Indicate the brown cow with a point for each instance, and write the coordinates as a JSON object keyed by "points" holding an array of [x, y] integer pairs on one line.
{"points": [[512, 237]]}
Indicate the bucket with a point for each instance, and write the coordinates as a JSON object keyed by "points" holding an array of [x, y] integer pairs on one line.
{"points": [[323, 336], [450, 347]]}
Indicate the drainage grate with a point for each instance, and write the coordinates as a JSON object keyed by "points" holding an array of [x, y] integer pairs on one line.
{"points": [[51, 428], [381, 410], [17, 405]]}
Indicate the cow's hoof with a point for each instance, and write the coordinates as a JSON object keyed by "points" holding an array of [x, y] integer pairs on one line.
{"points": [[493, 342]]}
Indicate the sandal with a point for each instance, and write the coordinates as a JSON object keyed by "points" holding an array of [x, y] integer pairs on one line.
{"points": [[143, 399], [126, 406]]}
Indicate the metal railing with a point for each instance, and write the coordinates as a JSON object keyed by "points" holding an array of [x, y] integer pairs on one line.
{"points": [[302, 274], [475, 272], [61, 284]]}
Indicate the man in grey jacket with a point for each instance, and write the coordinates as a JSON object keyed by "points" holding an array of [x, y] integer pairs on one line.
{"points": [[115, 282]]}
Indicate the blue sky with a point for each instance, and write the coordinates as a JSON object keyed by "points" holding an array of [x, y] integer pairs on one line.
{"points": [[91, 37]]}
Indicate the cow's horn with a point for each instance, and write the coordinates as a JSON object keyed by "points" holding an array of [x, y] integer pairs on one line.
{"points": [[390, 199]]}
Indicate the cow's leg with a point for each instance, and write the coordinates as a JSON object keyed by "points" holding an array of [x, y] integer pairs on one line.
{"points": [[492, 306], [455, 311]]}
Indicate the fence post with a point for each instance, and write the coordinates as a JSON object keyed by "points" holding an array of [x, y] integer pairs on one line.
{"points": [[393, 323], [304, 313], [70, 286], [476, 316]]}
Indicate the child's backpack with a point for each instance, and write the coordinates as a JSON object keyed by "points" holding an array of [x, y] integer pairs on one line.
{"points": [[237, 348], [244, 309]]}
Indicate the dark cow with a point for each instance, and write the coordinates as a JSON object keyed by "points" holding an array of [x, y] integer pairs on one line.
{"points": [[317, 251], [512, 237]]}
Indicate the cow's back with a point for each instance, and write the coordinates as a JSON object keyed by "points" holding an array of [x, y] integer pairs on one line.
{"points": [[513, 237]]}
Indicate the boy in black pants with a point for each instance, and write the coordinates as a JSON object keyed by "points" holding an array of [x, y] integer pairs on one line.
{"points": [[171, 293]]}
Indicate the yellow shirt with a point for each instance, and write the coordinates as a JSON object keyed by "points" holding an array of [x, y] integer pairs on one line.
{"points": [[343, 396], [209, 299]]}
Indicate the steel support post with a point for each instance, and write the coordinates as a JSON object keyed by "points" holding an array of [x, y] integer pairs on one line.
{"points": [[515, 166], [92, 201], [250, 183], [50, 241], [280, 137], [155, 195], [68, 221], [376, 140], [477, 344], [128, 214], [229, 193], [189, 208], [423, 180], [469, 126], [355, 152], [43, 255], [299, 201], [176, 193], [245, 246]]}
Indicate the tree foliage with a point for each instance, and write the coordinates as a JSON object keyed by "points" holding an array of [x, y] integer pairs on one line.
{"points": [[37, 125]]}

###

What the exercise asks: Return everything from the line containing "Indicate the cow's leg" down to the end of the items, unchanged, with both ends included.

Task result:
Indicate the cow's leg with a point for each instance, and write the coordinates as a JSON object keyed by "points" holding an array of [x, y] integer pairs on one line.
{"points": [[492, 306], [455, 311]]}
Indicate the fence post with a point for each instance, and write the coordinates as a JSON object keyed by "points" holding an array of [x, y] integer pairs on one line.
{"points": [[393, 323], [304, 313], [70, 286], [476, 316]]}
Indicate the child's backpack with a point for each instance, and write the coordinates as a JSON object keyed by "points" holding an array of [x, y] integer pairs on one line.
{"points": [[237, 348], [244, 309]]}
Indicate the dark cow with a point for each instance, and write the coordinates as a JSON object keyed by "points" holding an array of [x, y] integer pairs on one line.
{"points": [[317, 251], [512, 237]]}
Indicate the cow's back with a point for each instance, and write the coordinates as a JSON object keyed by "points" holding an array of [x, y] integer pairs on one line.
{"points": [[513, 237]]}
Indicate the boy in black pants with a point for each instance, and write the coordinates as a JSON object keyed by "points" holding an array of [x, y] integer pairs on one line.
{"points": [[171, 293]]}
Indicate the yellow shirt with a point for each instance, and write the coordinates as a JSON object keyed by "points" holding an array of [x, y] integer pairs on one line.
{"points": [[343, 396], [209, 299]]}
Indicate the steel support post with a point for each instance, and write the coordinates as a JSON object keyed by "points" holding an array of [x, y] integer pairs on one line.
{"points": [[515, 166], [92, 201], [250, 183], [50, 241], [280, 137], [155, 195], [68, 221], [376, 140], [477, 344], [128, 214], [229, 193], [189, 208], [423, 180], [469, 126], [355, 152], [43, 255], [299, 201], [176, 193], [245, 246]]}
Indicate the tree foliage with a point for each instance, and write the coordinates as a JSON object keyed by "points" holding an array of [x, y] integer pairs on one line.
{"points": [[37, 125]]}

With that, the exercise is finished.